SUPPLIED ENTRIES:
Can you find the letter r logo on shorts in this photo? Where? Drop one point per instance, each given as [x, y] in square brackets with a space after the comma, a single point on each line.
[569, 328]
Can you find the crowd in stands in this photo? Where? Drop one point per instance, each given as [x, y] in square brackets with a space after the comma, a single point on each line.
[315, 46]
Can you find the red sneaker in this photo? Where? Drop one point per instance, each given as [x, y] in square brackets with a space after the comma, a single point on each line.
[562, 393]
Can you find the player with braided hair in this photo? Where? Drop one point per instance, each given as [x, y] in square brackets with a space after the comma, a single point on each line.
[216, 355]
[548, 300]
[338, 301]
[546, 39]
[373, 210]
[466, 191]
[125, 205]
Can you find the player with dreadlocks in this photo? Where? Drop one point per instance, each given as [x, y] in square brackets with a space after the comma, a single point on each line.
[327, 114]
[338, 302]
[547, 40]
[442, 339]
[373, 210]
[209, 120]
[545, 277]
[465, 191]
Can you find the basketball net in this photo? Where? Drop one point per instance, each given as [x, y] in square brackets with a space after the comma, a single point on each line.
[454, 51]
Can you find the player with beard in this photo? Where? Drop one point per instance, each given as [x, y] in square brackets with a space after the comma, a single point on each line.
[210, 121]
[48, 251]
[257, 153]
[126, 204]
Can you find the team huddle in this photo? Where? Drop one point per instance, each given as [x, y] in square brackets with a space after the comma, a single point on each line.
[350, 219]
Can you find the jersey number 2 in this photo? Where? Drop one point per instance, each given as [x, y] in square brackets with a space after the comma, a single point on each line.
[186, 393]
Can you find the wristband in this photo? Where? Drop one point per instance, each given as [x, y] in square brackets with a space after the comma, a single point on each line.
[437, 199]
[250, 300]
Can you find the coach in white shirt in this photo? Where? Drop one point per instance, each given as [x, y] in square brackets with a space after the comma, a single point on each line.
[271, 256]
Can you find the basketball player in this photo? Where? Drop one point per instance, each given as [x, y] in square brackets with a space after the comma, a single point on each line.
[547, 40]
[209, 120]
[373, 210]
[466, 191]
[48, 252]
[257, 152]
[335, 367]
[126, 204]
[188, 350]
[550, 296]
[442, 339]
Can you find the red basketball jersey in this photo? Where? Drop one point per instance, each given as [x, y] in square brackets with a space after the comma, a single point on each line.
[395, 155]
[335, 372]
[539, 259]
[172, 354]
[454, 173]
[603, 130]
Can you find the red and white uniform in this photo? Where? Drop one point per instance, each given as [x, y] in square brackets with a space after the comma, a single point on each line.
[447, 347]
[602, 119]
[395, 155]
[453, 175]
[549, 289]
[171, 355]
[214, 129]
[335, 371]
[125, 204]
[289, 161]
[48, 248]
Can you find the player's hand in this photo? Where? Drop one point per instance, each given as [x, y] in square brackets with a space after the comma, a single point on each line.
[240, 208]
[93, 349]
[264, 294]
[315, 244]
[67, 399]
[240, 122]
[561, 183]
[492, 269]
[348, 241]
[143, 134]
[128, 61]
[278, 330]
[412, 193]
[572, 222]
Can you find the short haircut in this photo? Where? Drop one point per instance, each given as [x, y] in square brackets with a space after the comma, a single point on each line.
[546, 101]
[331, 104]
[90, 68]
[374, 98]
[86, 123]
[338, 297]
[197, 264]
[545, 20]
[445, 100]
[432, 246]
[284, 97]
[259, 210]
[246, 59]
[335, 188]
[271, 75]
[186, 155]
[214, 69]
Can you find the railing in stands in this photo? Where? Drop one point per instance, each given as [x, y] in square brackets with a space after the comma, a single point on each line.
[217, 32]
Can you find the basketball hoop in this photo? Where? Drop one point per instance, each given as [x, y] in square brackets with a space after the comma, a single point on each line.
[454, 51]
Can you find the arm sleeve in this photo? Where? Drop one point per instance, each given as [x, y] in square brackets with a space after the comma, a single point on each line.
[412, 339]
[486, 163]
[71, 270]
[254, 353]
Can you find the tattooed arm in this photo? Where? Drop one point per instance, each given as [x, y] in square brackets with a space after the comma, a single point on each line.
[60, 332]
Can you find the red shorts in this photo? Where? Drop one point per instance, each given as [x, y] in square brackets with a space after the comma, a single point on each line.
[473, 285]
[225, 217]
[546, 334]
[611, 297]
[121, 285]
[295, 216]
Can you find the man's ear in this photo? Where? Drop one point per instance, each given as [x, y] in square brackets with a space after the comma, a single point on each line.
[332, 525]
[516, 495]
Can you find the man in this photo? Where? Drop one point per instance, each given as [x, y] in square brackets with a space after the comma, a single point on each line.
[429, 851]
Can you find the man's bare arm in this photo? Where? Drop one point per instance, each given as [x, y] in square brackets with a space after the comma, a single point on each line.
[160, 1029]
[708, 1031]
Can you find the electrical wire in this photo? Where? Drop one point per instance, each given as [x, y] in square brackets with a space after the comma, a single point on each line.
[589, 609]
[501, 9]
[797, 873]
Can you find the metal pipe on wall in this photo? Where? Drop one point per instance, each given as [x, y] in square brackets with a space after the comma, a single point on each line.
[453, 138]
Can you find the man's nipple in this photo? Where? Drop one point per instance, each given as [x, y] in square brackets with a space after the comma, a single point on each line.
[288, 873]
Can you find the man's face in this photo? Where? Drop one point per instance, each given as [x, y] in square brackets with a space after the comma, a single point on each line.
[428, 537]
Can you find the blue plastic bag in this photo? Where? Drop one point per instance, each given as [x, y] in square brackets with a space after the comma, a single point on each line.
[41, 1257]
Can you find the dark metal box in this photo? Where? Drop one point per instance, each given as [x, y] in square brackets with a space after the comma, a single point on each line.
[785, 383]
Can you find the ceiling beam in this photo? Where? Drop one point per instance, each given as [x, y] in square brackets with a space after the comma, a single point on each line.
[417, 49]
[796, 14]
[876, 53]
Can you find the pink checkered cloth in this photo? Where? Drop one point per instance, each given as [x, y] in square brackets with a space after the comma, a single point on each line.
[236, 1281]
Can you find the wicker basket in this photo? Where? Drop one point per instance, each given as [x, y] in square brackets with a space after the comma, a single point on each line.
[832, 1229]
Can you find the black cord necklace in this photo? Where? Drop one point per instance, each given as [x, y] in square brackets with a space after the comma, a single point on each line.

WHAT YOU SHOULD DO:
Reproduce all of the data above, substituting "Place one point for each instance" for each occurrence of "Drop one point per instance" and leaving every other character unchanged.

OUTPUT OF THE TASK:
Can you find the letter r logo on shorts in this photo? Where? Place one point for each instance, each given as [x, y] in square brackets with a space after the comma, a single point on each line.
[569, 328]
Can you find the crowd in stands in this photo? Where? Place one point for each instance, each given as [x, y] in square brackets with a space after the comma, a single point on each line.
[315, 46]
Can you find the red sneaker in this photo? Where? Place one point for each instance, each given as [x, y] in square brackets with a space after the comma, a single point on each line.
[562, 393]
Can you find the player with braided hair in this photo? Where? Place one point for each instance, each given as [x, y] in square brackets with a space after the comma, a single point on each line.
[216, 355]
[548, 300]
[338, 301]
[546, 39]
[373, 210]
[466, 191]
[125, 205]
Can you find the player with dreadlocks in this photo? Where? Place one point for each instance, each given as [x, y] in square brackets with a space after the comma, a single point on each line.
[327, 114]
[338, 302]
[547, 40]
[442, 339]
[373, 210]
[209, 120]
[545, 277]
[465, 191]
Can you find the basketball net in this photo? Where? Place one point for each instance, each given as [x, y] in square brackets with a space after the comma, a single point on each line.
[454, 51]
Can you find the player with beard in this photo? Where? Place one point for each instance, each given as [x, y] in square brackets with a space after the comma, a single point on each line.
[210, 121]
[48, 251]
[257, 153]
[126, 204]
Can you find the team huddle in this photo? Where? Place one point for each instance, each given as [x, y] in square brackets with a space after the comma, a single point on each line.
[350, 219]
Can you find the jersey number 2 in this photo? Where? Place one point for each instance, each given as [x, y] in square brackets with a space after the comma, a single point on each line.
[186, 393]
Can you find the wristband in this photo? Where? Place one point for each instance, each given as [x, y] in square brackets with a space after the comma, a single point on each line.
[437, 199]
[250, 300]
Can you find the coach in white shirt in this photo? Where? Place one point for each instance, each given as [x, y] in square brackets with a space after the comma, a single point on each line.
[271, 256]
Can you find the basketball player in this photo? Where? Place one point for each instance, each given as [x, y] in square brackets with a space after the comma, a single point on each line.
[547, 40]
[209, 120]
[373, 210]
[466, 191]
[48, 252]
[257, 152]
[335, 367]
[126, 204]
[188, 350]
[550, 296]
[442, 339]
Can you find the red basketball jersey in this photo? Where? Place one point for each instance, each given as [x, y] in square brackets with a space after the comma, a single point on each line.
[395, 155]
[335, 372]
[539, 259]
[172, 354]
[454, 173]
[603, 130]
Can you find the red and white uniform in this photo? Where? Place one point for each instance, each given as [x, y] in square brackets with a space after the comma, a single point on each line.
[447, 347]
[602, 119]
[395, 155]
[453, 175]
[549, 289]
[171, 355]
[214, 129]
[335, 371]
[125, 204]
[289, 161]
[48, 248]
Can you find the player's hand in this photo? Where? Place one point for each instance, each given as [x, y] in square brackets with a space after the comma, a single point on each line.
[240, 208]
[93, 349]
[264, 294]
[315, 244]
[67, 399]
[240, 122]
[561, 183]
[492, 269]
[348, 241]
[143, 134]
[128, 61]
[278, 330]
[412, 193]
[572, 222]
Can you find the short haircut in this photo? Where? Place one point for each instance, each given as [x, y] in square brackets with a space after the comma, a single point on each line.
[546, 101]
[331, 104]
[90, 68]
[374, 98]
[86, 123]
[338, 297]
[197, 264]
[545, 20]
[445, 100]
[432, 246]
[284, 97]
[259, 210]
[246, 59]
[335, 188]
[271, 75]
[186, 155]
[214, 69]
Can you find the railing in stands in this photo? Where? Place one point for each instance, each given as [x, y] in square brackets with a space after the comma, a single point on each line.
[217, 32]
Can you find the basketball hoop in this photo? Where? Place one point for each instance, each given as [x, y] in square brackets with a space after the comma, a single point on each line.
[454, 51]
Can you find the arm sleeve in this photo? Where? Place one point for each instance, each given as [x, y] in square brackets with a space after the comma, a single point on each line.
[412, 339]
[486, 163]
[71, 270]
[254, 353]
Can you find the tattooed arm in this photo? Where? Place one point for each instance, each given as [x, y] in square brackets with a space after the comma, a single point on each line.
[60, 332]
Can you find the red shorts in this photo? Where? Place one point for each instance, each given as [x, y] in square brackets with a space after the comma, a single point on each line.
[473, 285]
[225, 217]
[546, 334]
[611, 297]
[121, 285]
[295, 216]
Can you find the man's ear in this photo? Where? Place one point for each instance, each given as [x, y] in square brackets with a space after the comma, a single point on each line.
[332, 525]
[516, 495]
Can you find the man in this photo? Where? Place one point for each instance, each given as [x, y] in square brackets with a space after the comma, a single point on each line.
[429, 851]
Can you find the man's bare arm in this photo? Where? Place one point for each instance, each given as [x, y] in square brackets with a space after the comma, a single point on each line.
[160, 1029]
[708, 1031]
Can you find the electrical wire in this photo? Where? Place one point for each instance, each given as [x, y] in square brackets with a space after the comma, a single point on each line.
[589, 609]
[501, 9]
[797, 873]
Can you find the metal pipe on wall in this photo? Where? Place one point for each instance, each given as [x, y] in square brackets with a space after the comma, a single point on each line.
[453, 138]
Can you find the man's nipple in this photo? Where? Place one point for each instance, each given as [x, y] in square brackets with a space after the comma, a single point on each line.
[288, 873]
Can you find the man's face in this photo? Where? Place one point for each instance, each given as [x, y] in square brackets with a space after the comma, a single point on each line.
[428, 537]
Can you find the blue plastic bag in this photo? Where? Place one point for each instance, each given as [x, y] in square brackets with a space after the comma, a single point on each line.
[41, 1257]
Can you find the dark metal box in this photo? Where? Place one point for each instance, each given as [x, y] in square brackets with a space after the comma, a single point on each line.
[785, 383]
Can you find the ceiling beam in this photo? Where? Place one point for each instance, each given as [x, y] in square brackets with a space after the comma, a single point on each line.
[417, 49]
[796, 14]
[876, 53]
Can you find the pink checkered cloth in this photo? Where? Place one point for each instance, each given as [x, y] in square brackets with a space after the comma, a single point on each line.
[236, 1281]
Can you find the wicker basket in this photo? Where? Place one point for each instance, each given as [x, y] in square brackets with a space after the comma, a single point on each line.
[832, 1229]
Can you find the black cord necklace in this photo? Where? Place one point for each instance, each given as [x, y] in square brackets with a space after the comma, a single point on each line.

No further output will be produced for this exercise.